==== Document passage ====

1 Introduction

Interest in robotics in the domain of manufacturing industry has shown an outstanding growth recently in scenarios where human beings are present too. Humans and robots often share the same workspace posing great threats to safety issues [1]. In this paper, we use a random decision forests (RDF) for pixelwise segmentation of human body-parts and industrial-grade components in RGB-D sensor data with intended use for the safe human-robot collaboration (SHRC) and interaction (SHRI) in challenging industrial environment. The major advantage of choosing an RDF approach over the classical Support Vector Machine (SVM) approach and boosting is that the RDF can handle both binary and multi-class problems even with the same classification model. The goal of our work is to do high quality segmentation in real-time and this directly depends on the classifier parameters. In the experimental evaluation we discuss how to tune manually the training parametersFootnote 1 of the RDF and also investigate how they could be optimized for the real-time object-class segmentation time with high performance (mean average recall (mAR) and mean average precision (mAP)) scores in the evaluation.

2 Related Work

In [3], Shotton et al. inform that in their segmentation approch, most of the improvement in the performance is due to the pixelwise classification. In [3], the authors use boosted classifier for the segmentation task. However, we use a random forests classifier [2] for the segmentation task. The reasons for choosing to use RDF classifier rather than modeling the system with conditional random fields can be further found in [2, 4, 6].

==== Record list ====

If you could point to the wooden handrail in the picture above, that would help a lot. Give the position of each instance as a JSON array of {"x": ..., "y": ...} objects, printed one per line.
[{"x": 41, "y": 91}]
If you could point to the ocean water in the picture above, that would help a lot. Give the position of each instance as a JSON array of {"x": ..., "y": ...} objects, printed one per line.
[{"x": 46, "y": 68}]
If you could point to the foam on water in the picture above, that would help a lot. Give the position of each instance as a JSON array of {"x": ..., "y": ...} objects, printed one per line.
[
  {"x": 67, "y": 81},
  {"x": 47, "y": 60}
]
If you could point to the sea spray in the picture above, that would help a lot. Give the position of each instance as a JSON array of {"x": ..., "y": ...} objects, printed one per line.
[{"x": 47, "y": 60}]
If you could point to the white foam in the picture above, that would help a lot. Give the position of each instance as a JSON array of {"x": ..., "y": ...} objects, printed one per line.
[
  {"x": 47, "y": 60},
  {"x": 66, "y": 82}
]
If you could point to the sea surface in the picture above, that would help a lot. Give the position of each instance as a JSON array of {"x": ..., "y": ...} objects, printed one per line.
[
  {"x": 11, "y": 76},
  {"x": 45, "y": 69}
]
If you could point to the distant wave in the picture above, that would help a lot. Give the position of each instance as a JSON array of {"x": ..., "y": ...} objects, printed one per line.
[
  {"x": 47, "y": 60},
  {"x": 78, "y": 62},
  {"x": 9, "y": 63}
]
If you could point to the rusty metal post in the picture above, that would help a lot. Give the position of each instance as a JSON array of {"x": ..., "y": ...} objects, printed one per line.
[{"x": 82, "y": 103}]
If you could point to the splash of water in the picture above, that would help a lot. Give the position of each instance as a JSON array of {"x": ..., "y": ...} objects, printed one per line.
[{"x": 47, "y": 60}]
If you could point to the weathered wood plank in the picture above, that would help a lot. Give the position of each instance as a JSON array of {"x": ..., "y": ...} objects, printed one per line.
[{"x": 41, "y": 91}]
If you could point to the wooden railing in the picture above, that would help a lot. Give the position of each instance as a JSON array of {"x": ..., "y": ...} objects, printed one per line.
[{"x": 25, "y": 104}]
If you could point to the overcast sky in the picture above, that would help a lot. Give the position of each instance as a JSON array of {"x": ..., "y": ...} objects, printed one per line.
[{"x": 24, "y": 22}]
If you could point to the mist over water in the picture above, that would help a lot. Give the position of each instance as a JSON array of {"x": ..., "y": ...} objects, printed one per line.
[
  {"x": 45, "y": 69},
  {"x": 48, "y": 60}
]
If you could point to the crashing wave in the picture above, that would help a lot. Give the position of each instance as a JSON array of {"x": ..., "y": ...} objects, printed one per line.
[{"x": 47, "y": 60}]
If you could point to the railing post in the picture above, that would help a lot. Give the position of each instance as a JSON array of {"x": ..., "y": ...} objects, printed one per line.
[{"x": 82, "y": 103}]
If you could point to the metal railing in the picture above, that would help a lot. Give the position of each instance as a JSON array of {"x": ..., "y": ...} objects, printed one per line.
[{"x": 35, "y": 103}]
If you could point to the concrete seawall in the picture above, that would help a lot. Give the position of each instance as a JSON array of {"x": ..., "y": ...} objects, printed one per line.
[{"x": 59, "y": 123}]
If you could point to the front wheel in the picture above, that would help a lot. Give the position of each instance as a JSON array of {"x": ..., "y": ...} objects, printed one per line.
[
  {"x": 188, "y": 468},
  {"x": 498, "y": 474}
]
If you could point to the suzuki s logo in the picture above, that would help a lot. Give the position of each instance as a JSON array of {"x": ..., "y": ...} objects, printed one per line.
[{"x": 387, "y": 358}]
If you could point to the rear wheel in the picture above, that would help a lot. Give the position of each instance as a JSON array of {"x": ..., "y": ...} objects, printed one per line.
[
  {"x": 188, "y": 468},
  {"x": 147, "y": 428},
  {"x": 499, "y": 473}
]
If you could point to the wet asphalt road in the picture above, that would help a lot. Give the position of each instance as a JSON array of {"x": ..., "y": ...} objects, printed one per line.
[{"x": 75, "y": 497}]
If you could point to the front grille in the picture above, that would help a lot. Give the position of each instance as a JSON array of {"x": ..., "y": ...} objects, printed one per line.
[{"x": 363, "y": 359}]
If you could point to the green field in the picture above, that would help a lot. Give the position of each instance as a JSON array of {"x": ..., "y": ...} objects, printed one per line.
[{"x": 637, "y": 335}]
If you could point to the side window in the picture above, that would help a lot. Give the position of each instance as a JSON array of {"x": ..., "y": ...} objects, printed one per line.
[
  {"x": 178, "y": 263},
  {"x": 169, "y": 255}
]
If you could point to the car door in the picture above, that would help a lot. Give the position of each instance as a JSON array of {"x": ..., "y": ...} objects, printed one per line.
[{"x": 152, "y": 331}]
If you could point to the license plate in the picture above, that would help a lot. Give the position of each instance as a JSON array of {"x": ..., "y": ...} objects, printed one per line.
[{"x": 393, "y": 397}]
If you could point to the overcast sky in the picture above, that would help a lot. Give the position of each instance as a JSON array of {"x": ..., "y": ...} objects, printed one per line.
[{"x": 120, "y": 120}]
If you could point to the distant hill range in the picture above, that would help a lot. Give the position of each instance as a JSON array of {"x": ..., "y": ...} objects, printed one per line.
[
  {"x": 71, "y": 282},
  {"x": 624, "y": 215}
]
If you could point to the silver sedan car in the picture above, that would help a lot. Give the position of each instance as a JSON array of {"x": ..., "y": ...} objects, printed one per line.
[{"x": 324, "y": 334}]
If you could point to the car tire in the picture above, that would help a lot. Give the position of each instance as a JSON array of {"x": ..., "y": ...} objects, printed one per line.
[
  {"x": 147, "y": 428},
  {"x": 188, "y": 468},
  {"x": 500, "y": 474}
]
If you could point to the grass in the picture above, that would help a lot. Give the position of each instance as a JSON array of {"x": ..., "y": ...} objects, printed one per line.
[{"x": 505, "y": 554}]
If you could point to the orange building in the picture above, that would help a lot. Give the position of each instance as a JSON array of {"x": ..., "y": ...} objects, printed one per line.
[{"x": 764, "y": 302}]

====

Exercise prompt | Write the next part of the paper excerpt above on random decision forests for human-robot segmentation, starting right after its last sentence.

Reply |
Our approach is driven by three key objectives: computational efficiency, robustness and time efficiency (i.e. real-time). Our basic design of the system differs from [5] in the following aspects. In [5], all training data of human were thereby synthetically generated by applying motion capture, while we use a simple synthetic human body representation in a virtual environment using the KINECT skeleton estimations [2] which reduces the computational expense. In [5], training object samples are simple feature vectors whereas we have an optimized training strategy [2] with a reduced number of training samples while preserving the classification performance. This in turn reduces the computational expense. In [5], the authors use F = 300 K/tree with PC = 2000 which takes a lot of training time, has a high computational cost and has large memory consumption, while in our case F = 1600/tree with PC = 300 is sufficient for producing almost comparable results, hence reducing computational expense and training-time. Also in [5], the authors “fail to distinguish subtle changes in the depth image such as crossed arms”.

3 Experimental Evaluation

Each of the parameters are tuned one by one and their effects are investigated for the evaluation of 65 real-world (Real), synthetic (Syn), and test depth frames (Data), where each frame generated from a KINECT camera was of size \(640\,\times \,480\) pixels. A random forests classifier predicts a likelihood probability of a pixel belonging to an object-class. For showing the qualitative results, if the prediction of an object-class label assigned to a pixel is less than the probability thresholding of 0.4, then color black is shown for those pixels else object-class label is shown.

Fig. 1.
figure 1figure 1

Effect of the number of training frames on average recall and precision measures of pixelwise object class segmentation.

Fig. 2.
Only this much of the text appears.